__EXERCISE BRIEF__
List each line of the data that holds the string "green".

__RECORDS FOR THE TASK__
━━━━
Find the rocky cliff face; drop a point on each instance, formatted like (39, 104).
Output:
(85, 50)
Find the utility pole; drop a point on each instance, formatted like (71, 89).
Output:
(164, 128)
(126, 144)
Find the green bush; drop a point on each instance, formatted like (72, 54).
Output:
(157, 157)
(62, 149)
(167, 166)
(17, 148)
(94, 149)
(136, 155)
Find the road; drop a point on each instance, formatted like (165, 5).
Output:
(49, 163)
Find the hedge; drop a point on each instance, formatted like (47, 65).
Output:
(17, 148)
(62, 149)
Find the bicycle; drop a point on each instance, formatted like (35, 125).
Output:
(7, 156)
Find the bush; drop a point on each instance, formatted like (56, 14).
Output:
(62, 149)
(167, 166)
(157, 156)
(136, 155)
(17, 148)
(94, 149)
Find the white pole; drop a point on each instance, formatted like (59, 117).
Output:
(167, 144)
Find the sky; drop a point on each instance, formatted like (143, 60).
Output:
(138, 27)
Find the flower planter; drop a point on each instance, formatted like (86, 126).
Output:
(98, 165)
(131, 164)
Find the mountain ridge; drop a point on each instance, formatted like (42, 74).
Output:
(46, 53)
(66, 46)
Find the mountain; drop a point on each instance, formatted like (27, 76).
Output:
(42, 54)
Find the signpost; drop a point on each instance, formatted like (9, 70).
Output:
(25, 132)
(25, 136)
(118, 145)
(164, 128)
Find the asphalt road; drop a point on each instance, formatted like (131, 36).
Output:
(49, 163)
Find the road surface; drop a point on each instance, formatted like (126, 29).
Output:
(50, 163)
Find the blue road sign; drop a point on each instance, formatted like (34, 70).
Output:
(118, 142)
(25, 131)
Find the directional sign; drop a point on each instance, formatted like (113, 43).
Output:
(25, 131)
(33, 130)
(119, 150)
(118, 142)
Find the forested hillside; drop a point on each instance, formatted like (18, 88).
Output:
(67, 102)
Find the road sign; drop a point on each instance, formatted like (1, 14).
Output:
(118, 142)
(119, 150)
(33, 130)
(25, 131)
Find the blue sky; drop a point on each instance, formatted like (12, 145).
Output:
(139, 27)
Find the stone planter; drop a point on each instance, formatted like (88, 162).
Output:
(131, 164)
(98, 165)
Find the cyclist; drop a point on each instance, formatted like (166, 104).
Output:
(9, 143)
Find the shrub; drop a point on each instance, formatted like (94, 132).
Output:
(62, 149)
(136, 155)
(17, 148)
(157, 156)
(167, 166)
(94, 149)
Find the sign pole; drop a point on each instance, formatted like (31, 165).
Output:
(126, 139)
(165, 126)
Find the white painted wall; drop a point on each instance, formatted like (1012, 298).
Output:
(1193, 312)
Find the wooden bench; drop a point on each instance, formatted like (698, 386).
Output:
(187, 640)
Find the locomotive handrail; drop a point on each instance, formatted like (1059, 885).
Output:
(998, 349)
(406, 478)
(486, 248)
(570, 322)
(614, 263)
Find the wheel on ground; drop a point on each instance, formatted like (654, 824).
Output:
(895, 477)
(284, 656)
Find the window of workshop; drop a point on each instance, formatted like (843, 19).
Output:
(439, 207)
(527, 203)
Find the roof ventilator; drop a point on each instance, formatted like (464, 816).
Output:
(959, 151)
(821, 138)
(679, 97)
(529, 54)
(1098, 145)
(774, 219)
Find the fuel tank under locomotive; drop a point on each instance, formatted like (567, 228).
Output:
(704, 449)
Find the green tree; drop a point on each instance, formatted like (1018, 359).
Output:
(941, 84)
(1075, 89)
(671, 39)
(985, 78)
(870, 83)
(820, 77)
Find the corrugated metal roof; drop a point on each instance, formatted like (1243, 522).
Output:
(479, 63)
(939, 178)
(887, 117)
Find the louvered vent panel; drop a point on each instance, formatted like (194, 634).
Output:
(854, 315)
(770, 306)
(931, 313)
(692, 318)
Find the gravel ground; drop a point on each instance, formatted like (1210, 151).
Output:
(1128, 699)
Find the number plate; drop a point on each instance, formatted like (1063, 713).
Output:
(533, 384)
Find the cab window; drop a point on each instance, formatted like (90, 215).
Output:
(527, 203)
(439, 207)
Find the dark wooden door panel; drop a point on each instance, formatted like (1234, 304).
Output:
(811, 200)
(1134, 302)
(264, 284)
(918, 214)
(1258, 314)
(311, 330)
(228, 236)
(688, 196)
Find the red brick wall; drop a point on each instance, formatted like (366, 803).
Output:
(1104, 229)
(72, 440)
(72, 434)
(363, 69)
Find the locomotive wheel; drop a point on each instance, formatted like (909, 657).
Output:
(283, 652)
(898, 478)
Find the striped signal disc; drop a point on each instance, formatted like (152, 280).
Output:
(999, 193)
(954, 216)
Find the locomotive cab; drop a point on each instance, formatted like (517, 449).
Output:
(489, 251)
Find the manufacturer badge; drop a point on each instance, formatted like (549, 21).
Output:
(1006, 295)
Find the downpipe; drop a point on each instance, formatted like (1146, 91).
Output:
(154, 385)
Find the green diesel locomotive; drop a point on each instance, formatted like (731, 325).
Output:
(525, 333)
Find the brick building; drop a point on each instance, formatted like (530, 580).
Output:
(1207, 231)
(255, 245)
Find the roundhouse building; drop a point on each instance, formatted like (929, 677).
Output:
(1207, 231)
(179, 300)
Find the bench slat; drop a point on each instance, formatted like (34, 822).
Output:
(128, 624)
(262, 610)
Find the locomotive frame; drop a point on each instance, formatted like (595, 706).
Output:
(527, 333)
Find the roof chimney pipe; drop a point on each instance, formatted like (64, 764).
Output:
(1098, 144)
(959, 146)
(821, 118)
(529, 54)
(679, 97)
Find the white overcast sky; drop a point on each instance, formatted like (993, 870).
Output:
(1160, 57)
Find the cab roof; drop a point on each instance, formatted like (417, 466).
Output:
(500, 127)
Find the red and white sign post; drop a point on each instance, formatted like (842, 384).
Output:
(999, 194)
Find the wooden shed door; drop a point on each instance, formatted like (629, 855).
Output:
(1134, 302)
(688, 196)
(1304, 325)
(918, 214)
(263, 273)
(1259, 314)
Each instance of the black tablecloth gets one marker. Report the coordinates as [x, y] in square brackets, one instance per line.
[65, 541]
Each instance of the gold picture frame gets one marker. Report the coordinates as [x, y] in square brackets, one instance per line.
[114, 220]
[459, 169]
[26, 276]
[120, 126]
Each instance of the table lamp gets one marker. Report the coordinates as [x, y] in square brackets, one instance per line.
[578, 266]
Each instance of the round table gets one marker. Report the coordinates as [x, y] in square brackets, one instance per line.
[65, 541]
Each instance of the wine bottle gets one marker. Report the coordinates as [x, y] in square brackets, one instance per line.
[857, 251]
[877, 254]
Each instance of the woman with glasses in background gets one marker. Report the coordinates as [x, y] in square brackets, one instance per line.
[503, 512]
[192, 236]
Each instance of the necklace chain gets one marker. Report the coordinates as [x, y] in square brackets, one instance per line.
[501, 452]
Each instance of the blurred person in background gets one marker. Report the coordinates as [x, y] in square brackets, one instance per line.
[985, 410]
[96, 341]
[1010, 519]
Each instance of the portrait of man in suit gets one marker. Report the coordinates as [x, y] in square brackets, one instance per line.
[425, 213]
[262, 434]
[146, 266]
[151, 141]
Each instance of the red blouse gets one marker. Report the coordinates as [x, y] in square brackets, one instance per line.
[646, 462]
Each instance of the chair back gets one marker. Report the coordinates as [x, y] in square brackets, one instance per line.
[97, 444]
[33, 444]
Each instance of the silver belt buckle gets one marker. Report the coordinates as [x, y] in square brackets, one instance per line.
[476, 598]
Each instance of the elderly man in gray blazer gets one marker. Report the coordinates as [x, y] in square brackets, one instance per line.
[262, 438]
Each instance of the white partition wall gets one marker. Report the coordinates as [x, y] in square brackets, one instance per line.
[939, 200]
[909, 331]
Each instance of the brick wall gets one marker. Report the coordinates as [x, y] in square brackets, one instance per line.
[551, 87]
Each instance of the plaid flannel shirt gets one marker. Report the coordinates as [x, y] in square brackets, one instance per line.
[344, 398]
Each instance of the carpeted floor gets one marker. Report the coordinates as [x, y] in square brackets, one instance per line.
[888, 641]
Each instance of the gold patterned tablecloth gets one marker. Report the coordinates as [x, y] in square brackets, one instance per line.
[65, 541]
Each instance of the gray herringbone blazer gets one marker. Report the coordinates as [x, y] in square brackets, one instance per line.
━━━━
__RESPONSE__
Find the green bush; drop a point on each instance, formatted like (72, 54).
Find the green tree; drop a point on each instance, formatted like (1018, 359).
Find the green diesel locomotive; drop a point on each instance, formatted like (731, 325).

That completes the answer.